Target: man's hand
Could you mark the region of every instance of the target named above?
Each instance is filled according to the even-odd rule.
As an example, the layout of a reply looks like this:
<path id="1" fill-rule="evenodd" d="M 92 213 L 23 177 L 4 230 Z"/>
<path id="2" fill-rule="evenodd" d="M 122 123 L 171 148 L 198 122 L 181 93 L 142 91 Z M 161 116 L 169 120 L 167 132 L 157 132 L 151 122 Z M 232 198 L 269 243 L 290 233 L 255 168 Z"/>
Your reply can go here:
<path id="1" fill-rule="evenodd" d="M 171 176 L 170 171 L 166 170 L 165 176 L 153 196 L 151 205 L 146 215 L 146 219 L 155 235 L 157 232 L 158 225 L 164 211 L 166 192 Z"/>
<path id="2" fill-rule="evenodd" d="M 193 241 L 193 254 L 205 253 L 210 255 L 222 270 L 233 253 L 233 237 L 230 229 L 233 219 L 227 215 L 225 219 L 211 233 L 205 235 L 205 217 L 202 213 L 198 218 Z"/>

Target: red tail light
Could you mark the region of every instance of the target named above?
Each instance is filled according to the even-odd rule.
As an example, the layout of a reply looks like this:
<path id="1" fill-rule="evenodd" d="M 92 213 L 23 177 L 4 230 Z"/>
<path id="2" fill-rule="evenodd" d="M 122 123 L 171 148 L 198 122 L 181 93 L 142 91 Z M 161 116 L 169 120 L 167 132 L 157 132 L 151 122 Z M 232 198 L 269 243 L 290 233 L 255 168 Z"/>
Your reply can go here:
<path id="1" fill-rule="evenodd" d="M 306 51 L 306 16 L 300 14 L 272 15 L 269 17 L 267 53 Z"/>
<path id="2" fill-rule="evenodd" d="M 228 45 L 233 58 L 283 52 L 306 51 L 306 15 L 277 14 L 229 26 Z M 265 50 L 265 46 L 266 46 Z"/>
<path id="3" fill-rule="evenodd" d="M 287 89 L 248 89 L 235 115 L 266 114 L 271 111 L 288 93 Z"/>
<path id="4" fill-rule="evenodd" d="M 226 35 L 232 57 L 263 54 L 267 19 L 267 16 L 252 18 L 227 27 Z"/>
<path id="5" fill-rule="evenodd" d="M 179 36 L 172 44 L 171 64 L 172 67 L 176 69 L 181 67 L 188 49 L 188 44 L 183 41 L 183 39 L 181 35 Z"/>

------------------------------

§ **What needs to be done**:
Reproduce, without any change, the part of the rows that opens with their first line and closes with the line containing "193 241 L 193", including both of these lines.

§ **Written answer**:
Target: man's hand
Could you mark the region of every instance of the target named above?
Each instance is filled according to the even-odd rule.
As an example, the layout of a reply looks like this:
<path id="1" fill-rule="evenodd" d="M 92 213 L 23 177 L 4 230 Z"/>
<path id="2" fill-rule="evenodd" d="M 122 123 L 171 148 L 198 122 L 181 93 L 142 91 Z M 161 116 L 169 120 L 167 132 L 157 132 L 151 122 Z M 232 198 L 269 243 L 290 233 L 255 168 Z"/>
Your reply can go here:
<path id="1" fill-rule="evenodd" d="M 171 176 L 170 171 L 166 170 L 165 176 L 153 196 L 151 205 L 146 215 L 146 219 L 155 235 L 157 232 L 158 225 L 164 211 L 166 192 Z"/>
<path id="2" fill-rule="evenodd" d="M 193 241 L 193 254 L 205 253 L 210 255 L 222 270 L 233 253 L 233 237 L 230 229 L 233 219 L 227 215 L 225 219 L 211 233 L 205 235 L 205 217 L 202 213 L 198 218 Z"/>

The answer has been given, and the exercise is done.